- **Extracted text**

The Loudest Yeller:
A Collection of Book Reviews
"I ain’t the world’s best writer,
ain’t the world’s best speller
But when I believe in somethin,'’ I’m the loudest yeller"
( W O O D Y G U T H R I E )
Review
for January 25, 2001
(Scroll down for archives)
Lies My Teacher Told Me:
Everything Your American History Textbook Got Wrong
by James W. Loewen
Not too long ago a shocking realization hit me. Though I
was an attentive history student in high school, and later earned a college
degree in American history, I realized I knew absolutely nothing
about the Vietnam War. How could that happen, I wondered? How could someone who
spent so much time studying history in school, and even more time studying it outside
of school, be ignorant of such an important event? And more importantly, if it
had slipped by me, what about others like me?

- **Extracted material**
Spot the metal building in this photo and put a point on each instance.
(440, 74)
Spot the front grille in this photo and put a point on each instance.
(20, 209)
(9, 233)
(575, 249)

- **What you need to do**
Pick up the review of "Lies My Teacher Told Me" after its last sentence and write the next paragraph.

- **Result of this exercise**
James Loewen provides the answer in Lies My Teacher Told
Me. It turns out that 90 percent of high school history classes never even mention
Vietnam – and those that do paint an incomplete and misleading picture. Loewen
believes American students are being systematically lied to and misled in
their history classes. His book chronicles the litany of outrages perpetrated in
those history classes and in our educational system as a whole. Though its
unabashed left-wing perspective makes it unlikely to appeal to our country’s
conservative educational institutions, Loewen’s book should be a wake-up call
for anyone interested in history or education.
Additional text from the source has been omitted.